▸ **Text section**
Hip-hop artist J. Cole, fortunately, doesn’t have to rely on a Rwanda Patriot player’s salary.

It was a strange enough pairing to begin with.

On May 10, North Carolina hip-hop artist J. Cole announced that he’d been signed to the Basketball Africa League’s Rwanda Patriots, a team that was looking for ways to put themselves on the international map.

The plan worked, at least in the short run. The “No Role Modelz” rapper scored the cover of basketball’s elite SLAM Magazine, the first musician to do so. It also generated publicity for his May 14 release The Off-Season, whose cover shows the rapper standing in front of a burning basketball hoop. Meanwhile, the Rwanda Patriots were featured on YouTube highlight videos that racked up more than a million views.

The downside? In the first three games, during which Cole was on court for 45 minutes, he scored just five points, five rebounds and three assists. Having failed to set the court on fire, Cole bid farewell to Rwanda after game three, blaming his departure on unspecified “family obligations.”

A regular on the celebrity basketball circuit, Cole clearly raised the Rwanda Patriots’ profile. But the venture also made him an easy target. Basketball Africa League player Terrell Stoglin called Cole’s participation “disrespectful to the game,” while a May 27 Deadspin headline proclaimed “J. Cole’s pro basketball career is over — it should never have begun.”

Still, the retired Patriots star can at least take heart in the fact that his music career is far from over. The Off-Season debuted at No. 1. and is spawning hit singles left and right. Cole can also find solace in the fact that he’s joined a curious collection of celebrities who have attempted to cross over the line between music and sports, although usually in the opposite direction.

Take, for instance, former world No. 1 tennis player John McEnroe. Like Spice Girl husband David Beckham, McEnroe married into pop-music royalty, sharing wedding vows with former Scandal frontwoman Patty Smyth.

Sure, he could have continued berating referees, chastising fans and treating his tennis racket like Pete Townshend used to treat his guitars. But where’s the fun in that?

Instead, McEnroe, who says Eddie Van Halen and Eric Clapton taught him how to play guitar, parlayed his celebrity connections into a relatively low-profile career. He regularly joined his wife onstage, appeared on a Chrissie Hynde track, and formed a band with Australian tennis player Pat Cash called the Full Metal Rackets.

Then there’s Jack Johnson, the millennials’ answer to Jimmy Buffett, in whose music you can practically hear the surf rolling and feel the sun shining.

A native of Hawaii’s north shore, Johnson was 17 when he became the youngest competitor ever to reach the trial finals of the Pipe Masters in Maui. But a week after the announcement, Johnson wiped out in a big way, suffering head injuries that required 150 stitches.

▸ **Extracted entries**

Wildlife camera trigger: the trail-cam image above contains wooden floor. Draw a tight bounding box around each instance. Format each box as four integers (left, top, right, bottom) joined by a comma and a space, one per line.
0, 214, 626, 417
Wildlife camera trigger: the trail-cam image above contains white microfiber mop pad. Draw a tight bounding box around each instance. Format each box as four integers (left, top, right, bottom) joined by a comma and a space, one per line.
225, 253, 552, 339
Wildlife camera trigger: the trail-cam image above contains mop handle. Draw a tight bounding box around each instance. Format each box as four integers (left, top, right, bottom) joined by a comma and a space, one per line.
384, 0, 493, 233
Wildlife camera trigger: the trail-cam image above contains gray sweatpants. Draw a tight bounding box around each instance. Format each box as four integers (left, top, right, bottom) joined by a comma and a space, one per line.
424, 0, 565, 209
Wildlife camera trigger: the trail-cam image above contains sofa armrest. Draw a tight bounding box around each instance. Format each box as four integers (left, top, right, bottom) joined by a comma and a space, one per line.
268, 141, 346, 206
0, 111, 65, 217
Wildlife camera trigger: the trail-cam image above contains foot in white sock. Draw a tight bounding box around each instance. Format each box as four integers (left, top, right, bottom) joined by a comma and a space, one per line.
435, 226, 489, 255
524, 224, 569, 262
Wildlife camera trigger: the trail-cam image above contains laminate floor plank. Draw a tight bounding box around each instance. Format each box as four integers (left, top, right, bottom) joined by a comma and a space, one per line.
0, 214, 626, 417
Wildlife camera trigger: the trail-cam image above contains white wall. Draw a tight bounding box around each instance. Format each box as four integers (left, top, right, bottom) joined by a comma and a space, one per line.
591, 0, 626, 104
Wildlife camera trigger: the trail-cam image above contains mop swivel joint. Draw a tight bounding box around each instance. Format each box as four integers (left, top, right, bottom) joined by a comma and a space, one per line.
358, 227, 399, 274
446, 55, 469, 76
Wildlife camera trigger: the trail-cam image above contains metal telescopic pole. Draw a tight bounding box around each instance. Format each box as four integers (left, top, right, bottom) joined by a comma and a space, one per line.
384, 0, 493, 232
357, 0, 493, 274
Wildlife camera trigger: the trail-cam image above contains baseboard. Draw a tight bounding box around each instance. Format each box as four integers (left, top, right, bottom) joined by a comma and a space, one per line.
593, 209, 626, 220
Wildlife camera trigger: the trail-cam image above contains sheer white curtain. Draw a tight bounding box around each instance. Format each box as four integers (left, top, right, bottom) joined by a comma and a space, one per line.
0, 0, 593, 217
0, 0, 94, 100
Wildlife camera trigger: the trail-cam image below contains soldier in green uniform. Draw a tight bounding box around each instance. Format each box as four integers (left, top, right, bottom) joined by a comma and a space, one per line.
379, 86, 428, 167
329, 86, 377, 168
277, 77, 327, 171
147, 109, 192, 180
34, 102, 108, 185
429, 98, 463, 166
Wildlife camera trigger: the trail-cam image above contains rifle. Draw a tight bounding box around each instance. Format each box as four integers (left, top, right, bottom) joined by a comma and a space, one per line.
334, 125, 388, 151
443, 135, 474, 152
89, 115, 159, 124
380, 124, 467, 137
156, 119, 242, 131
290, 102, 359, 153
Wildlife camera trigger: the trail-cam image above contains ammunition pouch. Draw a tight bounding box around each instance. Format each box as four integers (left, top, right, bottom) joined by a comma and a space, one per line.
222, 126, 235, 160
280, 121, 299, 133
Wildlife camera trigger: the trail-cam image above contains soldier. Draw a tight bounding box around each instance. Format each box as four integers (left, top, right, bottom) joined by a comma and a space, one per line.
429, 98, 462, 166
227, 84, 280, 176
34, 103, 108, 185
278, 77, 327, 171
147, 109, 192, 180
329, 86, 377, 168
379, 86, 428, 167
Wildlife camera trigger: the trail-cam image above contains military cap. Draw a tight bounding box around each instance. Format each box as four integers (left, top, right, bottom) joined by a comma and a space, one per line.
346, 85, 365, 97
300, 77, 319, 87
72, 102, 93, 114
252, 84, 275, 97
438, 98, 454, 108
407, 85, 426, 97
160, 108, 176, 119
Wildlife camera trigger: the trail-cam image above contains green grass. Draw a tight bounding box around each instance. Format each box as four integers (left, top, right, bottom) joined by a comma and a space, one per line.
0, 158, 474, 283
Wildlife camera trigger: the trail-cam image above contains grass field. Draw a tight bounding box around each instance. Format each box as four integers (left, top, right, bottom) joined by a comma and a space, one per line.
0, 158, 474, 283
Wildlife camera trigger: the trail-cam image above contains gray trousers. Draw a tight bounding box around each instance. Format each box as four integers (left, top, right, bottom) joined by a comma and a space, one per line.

▸ **Required work**
1: In the J. Cole article, what was the name of the band John McEnroe formed with Pat Cash?
2: Decide whether each statement agrees with the J. Cole article, answering yes or no and quoting the words of the article that settle it: (a) J. Cole was the first musician to appear on the cover of SLAM Magazine. (b) Jack Johnson was 18 when he reached the trial finals of the Pipe Masters. (c) Cole spent 60 minutes on court in his first three games.
3: Reproduce the passage of the J. Cole article starting with "Still, the retired" and going on through "fun in that?", word for word.

▸ **Written answers**
1: The Full Metal Rackets.

2:
(a) Yes: "the first musician to do so."
(b) No: "Johnson was 17 when he became the youngest competitor ever to reach the trial finals of the Pipe Masters in Maui."
(c) No: "during which Cole was on court for 45 minutes"

3:
Still, the retired Patriots star can at least take heart in the fact that his music career is far from over. The Off-Season debuted at No. 1. and is spawning hit singles left and right. Cole can also find solace in the fact that he’s joined a curious collection of celebrities who have attempted to cross over the line between music and sports, although usually in the opposite direction.

Take, for instance, former world No. 1 tennis player John McEnroe. Like Spice Girl husband David Beckham, McEnroe married into pop-music royalty, sharing wedding vows with former Scandal frontwoman Patty Smyth.

Sure, he could have continued berating referees, chastising fans and treating his tennis racket like Pete Townshend used to treat his guitars. But where’s the fun in that?